→ **What the task requires**:
Which lines below contain the word "platform", with case counting? Pick out each of those lines and copy it.

→ **A run of records**:
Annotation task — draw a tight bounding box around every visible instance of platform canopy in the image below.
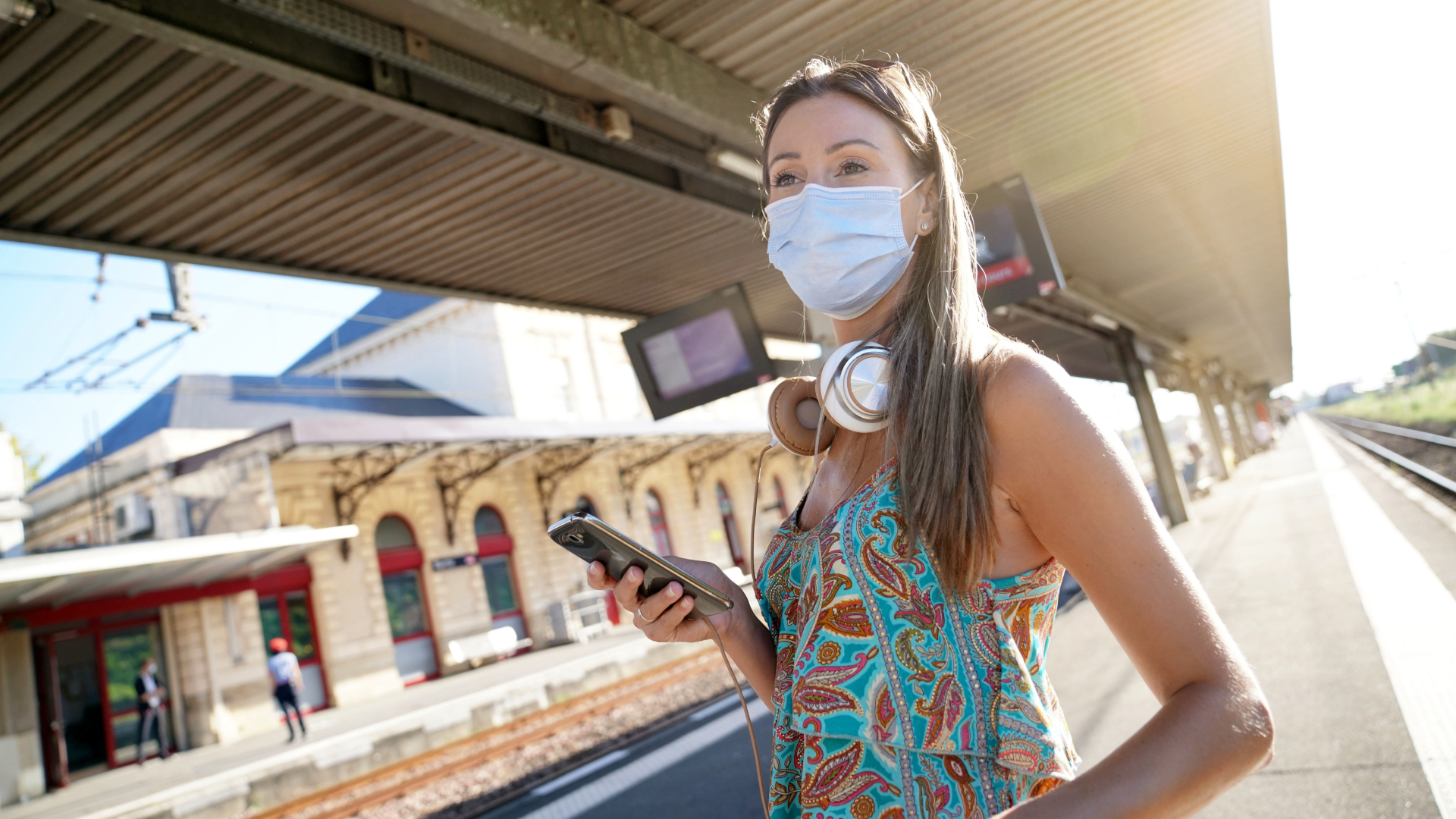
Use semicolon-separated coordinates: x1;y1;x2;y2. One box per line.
0;0;1291;384
0;525;358;612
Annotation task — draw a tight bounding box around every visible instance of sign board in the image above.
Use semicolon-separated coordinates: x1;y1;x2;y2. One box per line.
429;555;481;571
622;284;774;419
971;177;1065;310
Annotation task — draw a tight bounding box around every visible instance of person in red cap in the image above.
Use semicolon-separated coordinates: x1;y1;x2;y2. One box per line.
268;637;309;742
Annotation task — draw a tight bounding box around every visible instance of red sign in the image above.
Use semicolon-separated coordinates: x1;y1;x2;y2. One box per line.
975;256;1031;290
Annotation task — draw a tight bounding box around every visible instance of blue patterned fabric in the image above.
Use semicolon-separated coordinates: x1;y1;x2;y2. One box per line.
757;462;1078;819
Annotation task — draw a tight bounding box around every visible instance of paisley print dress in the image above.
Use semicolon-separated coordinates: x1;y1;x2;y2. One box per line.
757;462;1079;819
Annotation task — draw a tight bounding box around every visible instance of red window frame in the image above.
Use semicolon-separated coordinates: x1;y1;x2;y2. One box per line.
475;504;530;651
24;561;318;790
258;582;334;711
374;514;440;688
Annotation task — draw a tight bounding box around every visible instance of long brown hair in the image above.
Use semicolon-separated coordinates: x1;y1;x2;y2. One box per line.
755;57;1006;595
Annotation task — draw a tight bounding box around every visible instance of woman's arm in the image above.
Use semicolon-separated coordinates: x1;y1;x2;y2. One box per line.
986;353;1274;819
587;557;776;704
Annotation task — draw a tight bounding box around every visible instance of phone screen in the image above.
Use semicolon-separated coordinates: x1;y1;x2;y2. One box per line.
546;512;733;615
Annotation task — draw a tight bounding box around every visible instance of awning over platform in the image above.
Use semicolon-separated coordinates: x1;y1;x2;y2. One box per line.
0;0;1291;384
0;526;358;610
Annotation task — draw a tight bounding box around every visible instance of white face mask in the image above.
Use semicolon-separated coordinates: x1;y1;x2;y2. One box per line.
764;179;924;321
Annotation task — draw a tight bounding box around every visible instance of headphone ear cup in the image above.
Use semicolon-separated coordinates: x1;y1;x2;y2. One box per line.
769;378;839;457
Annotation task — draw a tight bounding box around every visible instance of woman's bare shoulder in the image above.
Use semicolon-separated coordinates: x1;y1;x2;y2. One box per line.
981;343;1112;472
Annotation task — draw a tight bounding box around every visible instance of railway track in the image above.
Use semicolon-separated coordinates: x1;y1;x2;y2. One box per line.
1316;416;1456;495
247;653;739;819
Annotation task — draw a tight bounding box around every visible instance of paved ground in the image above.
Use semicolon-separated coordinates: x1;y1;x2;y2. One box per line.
14;629;657;819
486;424;1456;819
34;424;1456;819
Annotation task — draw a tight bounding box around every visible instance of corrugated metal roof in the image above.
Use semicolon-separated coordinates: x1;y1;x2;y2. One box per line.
0;8;799;334
0;0;1291;383
606;0;1291;383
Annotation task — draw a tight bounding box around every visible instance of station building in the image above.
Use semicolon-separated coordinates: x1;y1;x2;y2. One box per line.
0;293;808;795
0;0;1291;803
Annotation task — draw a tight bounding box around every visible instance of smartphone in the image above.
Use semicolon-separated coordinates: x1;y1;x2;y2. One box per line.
546;512;733;617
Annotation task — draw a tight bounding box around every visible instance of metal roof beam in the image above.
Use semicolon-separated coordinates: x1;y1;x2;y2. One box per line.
333;0;764;153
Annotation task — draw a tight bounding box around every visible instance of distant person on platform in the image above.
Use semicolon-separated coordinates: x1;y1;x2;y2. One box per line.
268;637;309;742
134;657;172;768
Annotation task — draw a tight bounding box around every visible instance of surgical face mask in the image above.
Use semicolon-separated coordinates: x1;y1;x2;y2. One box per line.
764;179;924;321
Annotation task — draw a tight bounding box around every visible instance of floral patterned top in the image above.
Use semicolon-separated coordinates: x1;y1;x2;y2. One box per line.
757;462;1079;819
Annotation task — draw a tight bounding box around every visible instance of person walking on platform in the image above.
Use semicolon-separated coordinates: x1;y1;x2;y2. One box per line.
268;637;309;742
133;657;172;768
587;58;1274;819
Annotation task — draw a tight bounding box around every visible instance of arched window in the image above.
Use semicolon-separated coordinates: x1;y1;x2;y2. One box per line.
374;514;440;685
644;490;673;555
568;495;622;625
475;506;529;640
718;482;744;566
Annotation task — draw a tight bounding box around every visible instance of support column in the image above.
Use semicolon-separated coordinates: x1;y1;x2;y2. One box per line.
1213;372;1254;463
1188;364;1228;478
1117;328;1188;526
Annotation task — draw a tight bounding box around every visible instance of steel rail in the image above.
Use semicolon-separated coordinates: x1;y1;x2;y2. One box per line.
1316;416;1456;493
249;651;718;819
1320;416;1456;446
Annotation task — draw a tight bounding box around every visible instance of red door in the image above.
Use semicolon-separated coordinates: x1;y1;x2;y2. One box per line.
258;563;329;713
374;516;440;685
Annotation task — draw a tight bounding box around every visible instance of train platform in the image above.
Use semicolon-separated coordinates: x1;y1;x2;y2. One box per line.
5;626;711;819
463;419;1456;819
20;417;1456;819
1048;416;1456;819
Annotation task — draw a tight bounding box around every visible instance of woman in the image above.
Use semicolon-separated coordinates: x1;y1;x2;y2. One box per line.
588;60;1272;819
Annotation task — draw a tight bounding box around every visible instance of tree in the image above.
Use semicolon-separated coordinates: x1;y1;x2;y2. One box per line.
0;422;46;490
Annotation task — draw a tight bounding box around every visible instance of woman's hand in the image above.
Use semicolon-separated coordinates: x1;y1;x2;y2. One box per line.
587;557;752;642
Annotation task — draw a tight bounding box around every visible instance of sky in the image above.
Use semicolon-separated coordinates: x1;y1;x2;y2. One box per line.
1271;0;1456;397
0;0;1456;472
0;242;378;475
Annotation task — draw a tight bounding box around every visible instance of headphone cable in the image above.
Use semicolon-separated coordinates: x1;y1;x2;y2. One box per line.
703;617;769;819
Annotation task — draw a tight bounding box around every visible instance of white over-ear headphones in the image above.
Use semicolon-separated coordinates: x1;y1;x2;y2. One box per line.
769;334;890;456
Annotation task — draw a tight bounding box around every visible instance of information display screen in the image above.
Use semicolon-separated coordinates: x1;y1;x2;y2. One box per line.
971;177;1065;310
622;284;774;419
642;307;753;400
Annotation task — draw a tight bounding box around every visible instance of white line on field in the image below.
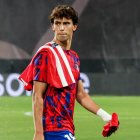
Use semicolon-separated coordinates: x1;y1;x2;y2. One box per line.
24;112;33;116
24;112;140;120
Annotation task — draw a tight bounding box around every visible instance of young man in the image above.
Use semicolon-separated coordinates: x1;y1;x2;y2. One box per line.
20;5;118;140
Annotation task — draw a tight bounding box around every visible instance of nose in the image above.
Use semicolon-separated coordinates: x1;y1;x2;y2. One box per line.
60;24;64;31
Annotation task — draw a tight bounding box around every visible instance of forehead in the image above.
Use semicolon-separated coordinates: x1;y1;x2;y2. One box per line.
54;17;72;22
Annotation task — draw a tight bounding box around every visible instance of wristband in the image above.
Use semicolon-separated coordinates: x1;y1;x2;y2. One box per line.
96;108;112;122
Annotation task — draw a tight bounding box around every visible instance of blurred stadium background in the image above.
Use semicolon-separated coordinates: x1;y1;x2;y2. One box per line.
0;0;140;140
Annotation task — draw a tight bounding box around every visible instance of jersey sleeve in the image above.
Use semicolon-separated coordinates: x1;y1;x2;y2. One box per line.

→ **Response for this exercise**:
Annotation task — draw a tight bounding box around every visible instance of platform canopy in the image below.
Annotation task — draw a tight bounding box around every visible instance of awning over platform in the image above.
Annotation task — draw a tight bounding box around every visible instance of distant person on platform in the image above.
Annotation task — draw a tight bounding box around every visible instance of person walking on platform in the image above.
Annotation task — draw a tight bounding box around every visible instance of train platform in the image above.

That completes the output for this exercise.